### Your objective
Copy out the records below, switching "thickest part" to "widest part" wherever it occurs and leaving everything else as it is.

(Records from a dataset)
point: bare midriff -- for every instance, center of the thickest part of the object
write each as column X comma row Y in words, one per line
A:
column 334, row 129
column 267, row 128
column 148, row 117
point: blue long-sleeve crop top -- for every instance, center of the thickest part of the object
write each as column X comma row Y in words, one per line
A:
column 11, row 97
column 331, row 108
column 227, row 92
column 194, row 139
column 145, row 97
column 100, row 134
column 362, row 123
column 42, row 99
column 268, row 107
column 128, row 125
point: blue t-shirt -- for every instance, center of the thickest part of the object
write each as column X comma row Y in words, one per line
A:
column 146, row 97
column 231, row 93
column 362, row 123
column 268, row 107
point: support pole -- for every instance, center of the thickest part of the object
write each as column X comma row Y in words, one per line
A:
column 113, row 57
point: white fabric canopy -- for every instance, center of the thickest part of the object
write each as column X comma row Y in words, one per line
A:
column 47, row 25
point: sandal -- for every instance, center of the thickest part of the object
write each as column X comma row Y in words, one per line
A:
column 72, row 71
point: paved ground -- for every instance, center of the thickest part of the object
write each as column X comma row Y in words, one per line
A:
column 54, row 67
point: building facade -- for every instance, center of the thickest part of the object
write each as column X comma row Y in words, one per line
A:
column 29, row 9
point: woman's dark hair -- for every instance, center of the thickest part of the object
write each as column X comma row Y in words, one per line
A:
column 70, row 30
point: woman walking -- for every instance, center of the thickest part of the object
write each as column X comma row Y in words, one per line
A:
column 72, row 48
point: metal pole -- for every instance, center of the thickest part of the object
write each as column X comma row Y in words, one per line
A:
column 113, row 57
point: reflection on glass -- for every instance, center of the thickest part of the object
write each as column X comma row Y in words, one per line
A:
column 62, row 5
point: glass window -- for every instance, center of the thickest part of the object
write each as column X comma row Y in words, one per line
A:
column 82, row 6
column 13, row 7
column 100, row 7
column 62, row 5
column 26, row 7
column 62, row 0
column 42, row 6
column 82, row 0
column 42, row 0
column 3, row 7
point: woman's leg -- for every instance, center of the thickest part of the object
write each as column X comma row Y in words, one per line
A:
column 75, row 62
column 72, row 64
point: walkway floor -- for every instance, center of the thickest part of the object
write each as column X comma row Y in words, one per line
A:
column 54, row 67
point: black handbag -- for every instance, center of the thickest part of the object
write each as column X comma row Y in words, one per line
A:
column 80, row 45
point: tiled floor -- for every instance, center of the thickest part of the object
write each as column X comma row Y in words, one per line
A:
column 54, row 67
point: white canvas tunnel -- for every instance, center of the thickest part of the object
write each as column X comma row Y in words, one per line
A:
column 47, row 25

### Expected answer
point: bare midriff -- for every instance, center of the widest part of the object
write each as column X comma row Y in words, one per line
A:
column 334, row 129
column 267, row 128
column 148, row 117
point: blue long-sleeve crop top -- for every instance, center of the widest part of the object
write each as column X comma row Y in words, one per line
A:
column 11, row 97
column 331, row 108
column 227, row 92
column 194, row 139
column 145, row 97
column 100, row 134
column 362, row 123
column 42, row 99
column 268, row 107
column 128, row 125
point: blue t-shirt -- for every instance, center of the widest part of the object
write each as column X comma row Y in words, one per line
A:
column 146, row 97
column 231, row 93
column 362, row 123
column 268, row 107
point: support pole -- for every instance, center of the widest part of the object
write each as column X comma row Y in words, one per line
A:
column 113, row 57
point: white fabric canopy -- for every instance, center of the widest part of the object
write each as column X comma row Y in words, one per line
A:
column 47, row 25
point: sandal -- for every instance, center of the widest part of the object
write each as column X comma row Y in words, one per line
A:
column 72, row 71
point: paved ground -- for every instance, center of the widest part of the object
write each as column X comma row Y in words, one per line
A:
column 54, row 67
point: building facade -- for every instance, center of the widest part of the object
write each as column X comma row Y in words, one per line
A:
column 29, row 9
point: woman's dark hair -- for every instance, center of the widest part of the object
write each as column X comma row Y in words, one per line
A:
column 70, row 30
point: woman walking -- for every instance, center of the widest part of the object
write each as column X comma row Y in words, one per line
A:
column 72, row 48
point: metal pole -- for every instance, center of the widest part of the object
write each as column X comma row Y in words, one per line
A:
column 113, row 57
point: reflection on glass -- for every instance, center of the widest part of the object
write each as column X comma row Y in words, one per line
A:
column 62, row 5
point: glass window -- for every instance, center of the widest part of the object
write each as column X comma row Y in words, one per line
A:
column 82, row 6
column 13, row 7
column 100, row 7
column 62, row 5
column 26, row 7
column 62, row 0
column 42, row 6
column 82, row 0
column 42, row 0
column 3, row 7
point: woman's leg -- for every instance, center of the widest part of the object
write each as column X comma row Y in words, one per line
A:
column 75, row 62
column 72, row 64
point: walkway floor -- for every instance, center of the widest part of the object
write each as column X comma row Y in words, one per line
A:
column 54, row 67
point: black handbag -- for every instance, center of the widest part of the object
write each as column X comma row Y in words, one per line
A:
column 80, row 45
point: tiled floor -- for every instance, center of the widest part of the object
write each as column X comma row Y in words, one per line
A:
column 54, row 67
point: white canvas tunnel -- for every instance, center of the widest part of the object
write each as column X comma row Y in words, one per line
A:
column 47, row 25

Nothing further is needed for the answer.